--- Text excerpt Enclosed Below ---

We did some preliminary analysis and we found that fast-growing species may be the ones that are adapting better to these novel environments.

When we perform our research, we think that the end goal is to publish a manuscript and to get a grant, but we are learning that’s not the end. The end is to actually commit the results to the decision makers, so we can work together on the best strategies to maintain the forest. With ABERG, we do workshops, training and field campaigns with people who make decisions, like directors of national parks. We have workshops with regional governments so they can improve the policy to protect these natural resources. 

Thermophilization is an intimidating word, but it means a lot for the survival of trees facing climate change. How does this process work?

One way to assess the impacts of global change in the tropical forest is testing the thermophilization hypothesis.

We have species that are more adapted to warm climates and species that are adapted to cold climates. Under the current climate warming, we expect that those species adapted to warm climates will increase in relative abundance. That is the thermophilization process.

--- End of Enclosed Text excerpt ---
--- Excerpted data Enclosed Below ---

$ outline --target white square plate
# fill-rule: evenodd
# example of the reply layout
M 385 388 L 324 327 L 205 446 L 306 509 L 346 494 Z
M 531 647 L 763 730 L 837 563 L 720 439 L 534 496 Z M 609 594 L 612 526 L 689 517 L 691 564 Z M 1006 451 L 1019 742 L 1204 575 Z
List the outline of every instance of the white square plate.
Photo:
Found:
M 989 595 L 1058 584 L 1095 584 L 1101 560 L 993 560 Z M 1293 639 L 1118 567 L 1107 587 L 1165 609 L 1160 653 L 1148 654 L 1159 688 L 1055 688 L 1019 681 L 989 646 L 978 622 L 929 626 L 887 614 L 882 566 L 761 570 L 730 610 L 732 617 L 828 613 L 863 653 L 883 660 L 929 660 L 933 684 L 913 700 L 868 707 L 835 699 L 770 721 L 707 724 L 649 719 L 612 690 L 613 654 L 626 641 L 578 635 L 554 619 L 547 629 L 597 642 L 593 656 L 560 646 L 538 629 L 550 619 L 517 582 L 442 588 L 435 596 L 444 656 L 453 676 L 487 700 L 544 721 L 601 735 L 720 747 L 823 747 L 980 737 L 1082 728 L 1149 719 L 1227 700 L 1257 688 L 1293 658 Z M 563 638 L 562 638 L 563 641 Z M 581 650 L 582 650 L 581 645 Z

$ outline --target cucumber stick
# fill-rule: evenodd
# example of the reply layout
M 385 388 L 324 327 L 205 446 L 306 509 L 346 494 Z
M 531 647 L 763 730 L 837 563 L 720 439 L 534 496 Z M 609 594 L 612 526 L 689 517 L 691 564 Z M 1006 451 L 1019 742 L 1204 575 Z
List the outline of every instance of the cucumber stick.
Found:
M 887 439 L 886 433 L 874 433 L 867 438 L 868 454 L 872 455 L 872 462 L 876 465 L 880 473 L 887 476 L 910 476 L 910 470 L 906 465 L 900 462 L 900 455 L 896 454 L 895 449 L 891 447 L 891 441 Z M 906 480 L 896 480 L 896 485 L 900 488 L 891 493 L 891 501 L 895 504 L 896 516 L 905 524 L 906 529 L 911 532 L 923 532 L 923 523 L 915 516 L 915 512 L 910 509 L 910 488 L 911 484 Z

--- End of Enclosed Excerpted data ---

▶ [Work instruction 1]: Summarize the forest research text in two sentences.
▶ [Work instruction 2]: Reproduce word for word the part of the forest research text between "When we perform" and "the thermophilization hypothesis.", inclusive.

▶ [Written response 1]: Preliminary analysis suggests that fast-growing species may be adapting better to novel environments, and the researchers see the real end of their work as sharing results with decision makers, which they do through ABERG workshops, training and field campaigns. One way to assess global change in tropical forests is to test the thermophilization hypothesis, which expects species adapted to warm climates to increase in relative abundance as the climate warms.

▶ [Written response 2]:
When we perform our research, we think that the end goal is to publish a manuscript and to get a grant, but we are learning that’s not the end. The end is to actually commit the results to the decision makers, so we can work together on the best strategies to maintain the forest. With ABERG, we do workshops, training and field campaigns with people who make decisions, like directors of national parks. We have workshops with regional governments so they can improve the policy to protect these natural resources. 

Thermophilization is an intimidating word, but it means a lot for the survival of trees facing climate change. How does this process work?

One way to assess the impacts of global change in the tropical forest is testing the thermophilization hypothesis.